▶ **HOW TO COMPLETE THIS TASK**:
Transcribe the entries that follow, word for word.

▶ **Natural language region descriptions**:
-----

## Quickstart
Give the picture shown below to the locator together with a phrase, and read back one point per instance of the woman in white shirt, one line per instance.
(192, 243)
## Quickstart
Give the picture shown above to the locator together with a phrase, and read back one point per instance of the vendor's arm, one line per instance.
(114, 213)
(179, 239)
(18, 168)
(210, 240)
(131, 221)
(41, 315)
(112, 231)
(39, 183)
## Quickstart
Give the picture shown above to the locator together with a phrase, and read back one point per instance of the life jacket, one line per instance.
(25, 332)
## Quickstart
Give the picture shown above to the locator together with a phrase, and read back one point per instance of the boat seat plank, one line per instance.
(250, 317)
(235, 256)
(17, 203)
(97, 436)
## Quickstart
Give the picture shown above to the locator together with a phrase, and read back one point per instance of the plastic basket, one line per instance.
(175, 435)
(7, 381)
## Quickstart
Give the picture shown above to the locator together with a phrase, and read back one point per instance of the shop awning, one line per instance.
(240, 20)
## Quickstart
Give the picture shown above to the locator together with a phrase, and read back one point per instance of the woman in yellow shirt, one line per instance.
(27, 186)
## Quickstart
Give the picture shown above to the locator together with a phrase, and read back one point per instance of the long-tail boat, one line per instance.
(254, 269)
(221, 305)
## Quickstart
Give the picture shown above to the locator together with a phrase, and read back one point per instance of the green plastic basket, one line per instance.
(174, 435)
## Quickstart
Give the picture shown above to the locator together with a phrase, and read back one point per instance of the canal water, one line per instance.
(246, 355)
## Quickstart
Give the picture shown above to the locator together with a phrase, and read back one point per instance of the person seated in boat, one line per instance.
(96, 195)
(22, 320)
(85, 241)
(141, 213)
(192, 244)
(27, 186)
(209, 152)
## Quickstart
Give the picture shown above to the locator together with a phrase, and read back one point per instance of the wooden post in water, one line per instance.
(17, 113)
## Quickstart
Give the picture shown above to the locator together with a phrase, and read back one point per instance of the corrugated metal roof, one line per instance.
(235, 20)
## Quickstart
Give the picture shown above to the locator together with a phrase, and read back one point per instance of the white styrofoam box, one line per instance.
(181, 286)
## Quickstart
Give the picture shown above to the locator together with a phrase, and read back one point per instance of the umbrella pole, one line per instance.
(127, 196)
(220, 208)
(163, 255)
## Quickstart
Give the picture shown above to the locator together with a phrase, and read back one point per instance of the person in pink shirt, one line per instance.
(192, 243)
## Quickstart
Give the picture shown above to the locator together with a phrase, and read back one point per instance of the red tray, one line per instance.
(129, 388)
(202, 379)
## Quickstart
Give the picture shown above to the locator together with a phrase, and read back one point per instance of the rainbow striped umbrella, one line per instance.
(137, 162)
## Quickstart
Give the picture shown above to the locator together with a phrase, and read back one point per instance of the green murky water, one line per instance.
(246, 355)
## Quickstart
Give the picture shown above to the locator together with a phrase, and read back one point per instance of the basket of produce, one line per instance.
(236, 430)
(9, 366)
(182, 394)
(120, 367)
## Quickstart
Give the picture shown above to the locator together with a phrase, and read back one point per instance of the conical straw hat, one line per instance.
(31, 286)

-----

▶ **FINAL ANSWER**:
## Quickstart
Give the picture shown below to the locator together with a phrase, and read back one point per instance of the woman in white shirt, one line per instance.
(192, 243)
## Quickstart
Give the picture shown above to the locator together with a phrase, and read back one point per instance of the vendor's arm, one line per instance.
(114, 213)
(179, 239)
(18, 168)
(210, 240)
(131, 221)
(41, 315)
(112, 231)
(39, 183)
## Quickstart
Give the picture shown above to the locator together with a phrase, and read back one point per instance of the life jacket, one line per instance.
(25, 332)
## Quickstart
Give the picture shown above to the locator together with a phrase, and read back one point per instance of the boat seat plank, one line per instance.
(250, 317)
(235, 256)
(17, 203)
(97, 436)
## Quickstart
Give the picture shown above to the locator together with a phrase, and read back one point per instance of the plastic basket, one line per instance.
(175, 435)
(7, 381)
## Quickstart
Give the picture shown above to the locator together with a phrase, and read back one point per instance of the shop awning, one line per instance.
(240, 20)
## Quickstart
Give the picture shown above to the locator together with a phrase, and read back one point per instance of the woman in yellow shirt, one line per instance.
(27, 186)
## Quickstart
Give the picture shown above to the locator together with a phrase, and read back one point per instance of the long-tail boat, one line per instance.
(254, 269)
(221, 305)
## Quickstart
Give the picture shown above to the locator together with a phrase, and read back one point per instance of the green plastic basket, one line per instance.
(174, 435)
## Quickstart
Give the picture shown above to the locator together with a phrase, and read back one point per instance of the canal water, one line per instance.
(246, 355)
## Quickstart
Give the picture shown above to the locator together with a phrase, and read back one point per instance of the person seated in boat, one line per instance.
(96, 195)
(22, 320)
(85, 241)
(141, 213)
(192, 244)
(27, 186)
(209, 152)
## Quickstart
Give the picture shown above to the locator together with a phrase, and read back one point per instance of the wooden post in water, one line per instance.
(17, 113)
## Quickstart
Give the picture shown above to the locator together with a phrase, and read back one point per instance of the corrugated metal roof, one line per instance.
(235, 20)
## Quickstart
Give the picture shown above to the locator together with a phrase, and read back one point per instance of the white styrofoam box, one line per instance.
(181, 286)
## Quickstart
Give the picture shown above to the locator together with a phrase, and read back one point per instance of the umbrella pole, one line per instance.
(127, 196)
(220, 208)
(163, 255)
## Quickstart
Give the picture shown above to the locator together with a phrase, and read back one point per instance of the person in pink shirt, one line per instance.
(192, 243)
## Quickstart
Give the picture shown above to the locator together with a phrase, and read back one point per instance of the red tray, one line per instance.
(129, 388)
(202, 379)
## Quickstart
Give the picture shown above to the locator together with a phrase, and read back one point per instance of the rainbow striped umbrella, one line per instance.
(137, 162)
## Quickstart
Give the picture shown above to the locator together with a phrase, and read back one point per instance of the green murky water, one line per instance.
(246, 355)
## Quickstart
Give the picture shown above to the locator together with a phrase, and read back one point per instance of the basket of produce, one line per instance.
(236, 430)
(9, 366)
(182, 394)
(120, 367)
## Quickstart
Give the picture shown above to the locator together with a phrase, and read back one point per instance of the conical straw hat, one line per instance.
(31, 286)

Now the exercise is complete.